> _Exercise_
Across the records below, how many lines include the word "Query"? State only the number.

> _Data_

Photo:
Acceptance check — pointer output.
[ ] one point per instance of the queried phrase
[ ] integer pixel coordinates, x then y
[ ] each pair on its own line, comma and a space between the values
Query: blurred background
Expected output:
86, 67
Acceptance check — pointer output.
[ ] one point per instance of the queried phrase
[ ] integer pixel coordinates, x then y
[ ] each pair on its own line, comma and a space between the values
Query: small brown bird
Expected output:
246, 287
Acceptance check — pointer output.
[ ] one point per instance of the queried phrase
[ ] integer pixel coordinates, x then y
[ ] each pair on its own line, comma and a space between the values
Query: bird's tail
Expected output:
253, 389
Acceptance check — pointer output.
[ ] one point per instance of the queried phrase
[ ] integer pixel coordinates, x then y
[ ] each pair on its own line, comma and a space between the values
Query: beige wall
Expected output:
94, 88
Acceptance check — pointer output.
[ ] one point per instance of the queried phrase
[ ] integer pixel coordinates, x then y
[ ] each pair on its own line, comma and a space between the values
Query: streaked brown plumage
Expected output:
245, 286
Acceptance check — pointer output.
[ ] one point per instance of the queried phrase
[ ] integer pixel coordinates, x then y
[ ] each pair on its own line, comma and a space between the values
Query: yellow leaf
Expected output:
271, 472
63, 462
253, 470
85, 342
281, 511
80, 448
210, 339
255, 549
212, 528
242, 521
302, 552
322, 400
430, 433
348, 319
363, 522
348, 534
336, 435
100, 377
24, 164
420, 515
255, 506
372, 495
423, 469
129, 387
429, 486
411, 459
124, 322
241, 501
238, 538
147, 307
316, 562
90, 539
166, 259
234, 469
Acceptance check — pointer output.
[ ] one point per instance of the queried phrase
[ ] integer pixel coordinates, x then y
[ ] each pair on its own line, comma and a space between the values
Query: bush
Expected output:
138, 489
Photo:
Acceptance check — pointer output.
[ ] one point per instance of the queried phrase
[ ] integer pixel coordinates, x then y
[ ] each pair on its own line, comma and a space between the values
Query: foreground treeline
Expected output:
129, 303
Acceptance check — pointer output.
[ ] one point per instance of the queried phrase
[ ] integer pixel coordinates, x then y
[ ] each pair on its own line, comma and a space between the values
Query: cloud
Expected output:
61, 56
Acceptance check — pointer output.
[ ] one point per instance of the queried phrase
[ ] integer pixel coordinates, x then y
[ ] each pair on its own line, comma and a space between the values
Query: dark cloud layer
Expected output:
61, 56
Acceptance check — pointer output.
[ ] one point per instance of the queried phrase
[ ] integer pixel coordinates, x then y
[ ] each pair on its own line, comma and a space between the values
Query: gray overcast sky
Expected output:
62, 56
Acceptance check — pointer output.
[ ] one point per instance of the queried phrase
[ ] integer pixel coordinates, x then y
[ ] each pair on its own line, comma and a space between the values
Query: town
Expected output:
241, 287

> _Exercise result_
12